Given records
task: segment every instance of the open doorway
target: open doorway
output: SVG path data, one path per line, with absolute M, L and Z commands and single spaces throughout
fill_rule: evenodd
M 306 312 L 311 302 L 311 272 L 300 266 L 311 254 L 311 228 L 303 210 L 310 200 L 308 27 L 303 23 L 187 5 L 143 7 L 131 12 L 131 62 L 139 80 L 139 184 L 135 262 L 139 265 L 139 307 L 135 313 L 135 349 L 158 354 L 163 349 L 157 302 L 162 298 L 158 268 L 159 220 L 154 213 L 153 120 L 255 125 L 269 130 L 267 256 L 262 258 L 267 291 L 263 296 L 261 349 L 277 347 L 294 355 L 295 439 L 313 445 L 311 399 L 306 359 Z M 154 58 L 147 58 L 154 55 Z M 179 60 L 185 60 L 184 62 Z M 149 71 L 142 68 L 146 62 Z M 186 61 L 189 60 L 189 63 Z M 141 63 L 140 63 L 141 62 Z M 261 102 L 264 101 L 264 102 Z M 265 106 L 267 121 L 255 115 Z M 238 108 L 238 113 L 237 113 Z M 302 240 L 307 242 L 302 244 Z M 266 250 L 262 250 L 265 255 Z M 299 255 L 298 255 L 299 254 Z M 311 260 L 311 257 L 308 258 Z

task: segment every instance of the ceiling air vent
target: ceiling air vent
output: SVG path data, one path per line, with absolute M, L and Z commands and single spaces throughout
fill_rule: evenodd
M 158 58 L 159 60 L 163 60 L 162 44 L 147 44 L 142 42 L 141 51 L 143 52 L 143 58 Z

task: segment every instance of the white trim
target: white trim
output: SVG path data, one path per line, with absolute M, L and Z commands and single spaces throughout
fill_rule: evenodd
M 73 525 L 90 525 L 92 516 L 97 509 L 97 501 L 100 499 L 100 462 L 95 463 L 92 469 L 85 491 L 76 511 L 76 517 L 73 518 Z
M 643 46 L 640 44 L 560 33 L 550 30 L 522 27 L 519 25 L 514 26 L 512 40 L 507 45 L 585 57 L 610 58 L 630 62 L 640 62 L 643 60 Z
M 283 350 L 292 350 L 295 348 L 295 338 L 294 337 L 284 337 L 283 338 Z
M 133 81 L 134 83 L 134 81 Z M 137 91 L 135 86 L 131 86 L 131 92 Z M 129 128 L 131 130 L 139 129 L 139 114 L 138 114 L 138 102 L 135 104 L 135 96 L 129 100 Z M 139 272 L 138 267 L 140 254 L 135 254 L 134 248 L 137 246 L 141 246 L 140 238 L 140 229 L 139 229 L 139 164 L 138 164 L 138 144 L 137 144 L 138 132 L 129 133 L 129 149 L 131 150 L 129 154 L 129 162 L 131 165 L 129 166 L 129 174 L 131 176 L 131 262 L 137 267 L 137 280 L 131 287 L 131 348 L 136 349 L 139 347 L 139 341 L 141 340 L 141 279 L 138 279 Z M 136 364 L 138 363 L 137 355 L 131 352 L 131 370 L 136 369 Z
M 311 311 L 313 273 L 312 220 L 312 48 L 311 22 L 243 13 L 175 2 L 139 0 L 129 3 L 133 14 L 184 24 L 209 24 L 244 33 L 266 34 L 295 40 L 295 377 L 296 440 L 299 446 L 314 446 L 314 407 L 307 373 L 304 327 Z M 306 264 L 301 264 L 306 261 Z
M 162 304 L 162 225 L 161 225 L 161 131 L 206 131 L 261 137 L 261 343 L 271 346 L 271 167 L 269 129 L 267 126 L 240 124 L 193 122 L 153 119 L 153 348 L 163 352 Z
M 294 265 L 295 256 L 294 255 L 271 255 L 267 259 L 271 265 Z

Challenge
Convert the items above into a two-column CSV with the header instruction,response. Give one row per item, with the item's full text in the instruction field and its answer in the response field, each field enclosed in double quotes and any line breaks replaced by spaces.

Written response
instruction,response
"task: segment every instance of the open doorway target: open doorway output: SVG path data, one path per line, with absolute M, L and Z commands and single spaces throughout fill_rule: evenodd","M 306 312 L 311 302 L 311 272 L 300 266 L 311 254 L 311 228 L 303 210 L 310 200 L 308 27 L 303 23 L 187 5 L 143 7 L 131 12 L 131 62 L 139 80 L 139 184 L 135 262 L 139 265 L 139 307 L 135 313 L 135 349 L 158 354 L 163 349 L 157 302 L 162 298 L 158 268 L 159 220 L 154 213 L 153 120 L 255 125 L 269 130 L 267 256 L 262 258 L 267 291 L 263 296 L 261 349 L 277 347 L 294 355 L 295 439 L 313 445 L 311 399 L 306 359 Z M 154 58 L 147 58 L 154 55 Z M 179 60 L 185 60 L 184 62 Z M 149 71 L 142 68 L 146 62 Z M 186 61 L 189 60 L 189 63 Z M 141 63 L 140 63 L 141 62 Z M 261 102 L 264 101 L 264 102 Z M 265 106 L 267 121 L 255 115 Z M 238 108 L 238 113 L 237 113 Z M 302 240 L 307 242 L 302 244 Z M 266 250 L 262 250 L 265 255 Z M 299 255 L 298 255 L 299 254 Z M 311 260 L 311 257 L 308 258 Z"
"task: segment every instance of the ceiling air vent target: ceiling air vent output: SVG path data, one path per line, with absolute M, L and Z commands and single spaces throughout fill_rule: evenodd","M 158 58 L 159 60 L 163 60 L 162 44 L 147 44 L 142 42 L 141 51 L 143 52 L 143 58 Z"
"task: segment every instance of the white trim target: white trim output: SVG path data, one path per line, with absolute M, L and Z commands and single spaces throughout fill_rule: evenodd","M 73 525 L 90 525 L 92 516 L 97 509 L 97 501 L 100 499 L 100 462 L 95 463 L 92 469 L 85 491 L 76 511 L 76 517 L 73 518 Z M 643 46 L 640 44 L 560 33 L 550 30 L 522 27 L 519 25 L 514 26 L 512 40 L 507 45 L 585 57 L 610 58 L 630 62 L 640 62 L 643 60 Z M 283 350 L 292 350 L 295 348 L 295 338 L 294 337 L 284 337 L 283 338 Z M 133 81 L 134 83 L 134 81 Z M 137 91 L 135 86 L 131 86 L 131 92 Z M 129 128 L 131 130 L 139 129 L 139 114 L 138 114 L 138 102 L 135 104 L 135 96 L 129 100 Z M 139 272 L 138 267 L 140 254 L 135 254 L 134 248 L 137 246 L 141 246 L 140 238 L 140 229 L 139 229 L 139 164 L 138 164 L 138 144 L 137 144 L 138 132 L 129 133 L 129 149 L 131 150 L 129 154 L 129 162 L 131 165 L 129 166 L 129 174 L 131 176 L 131 262 L 137 267 L 137 280 L 131 287 L 131 348 L 136 349 L 139 347 L 139 341 L 141 340 L 141 279 L 138 279 Z M 136 364 L 138 363 L 137 355 L 131 352 L 131 370 L 136 369 Z M 311 311 L 313 273 L 312 220 L 312 48 L 311 22 L 243 13 L 175 2 L 139 0 L 129 3 L 133 14 L 184 24 L 209 24 L 244 33 L 266 34 L 295 40 L 295 377 L 296 440 L 299 446 L 314 446 L 314 407 L 307 373 L 304 327 Z M 306 264 L 301 264 L 306 261 Z M 162 304 L 162 225 L 161 225 L 161 131 L 206 131 L 261 137 L 261 343 L 271 346 L 271 167 L 269 129 L 267 126 L 240 124 L 193 122 L 153 119 L 153 348 L 163 352 Z M 294 265 L 295 256 L 294 255 L 271 255 L 267 259 L 271 265 Z"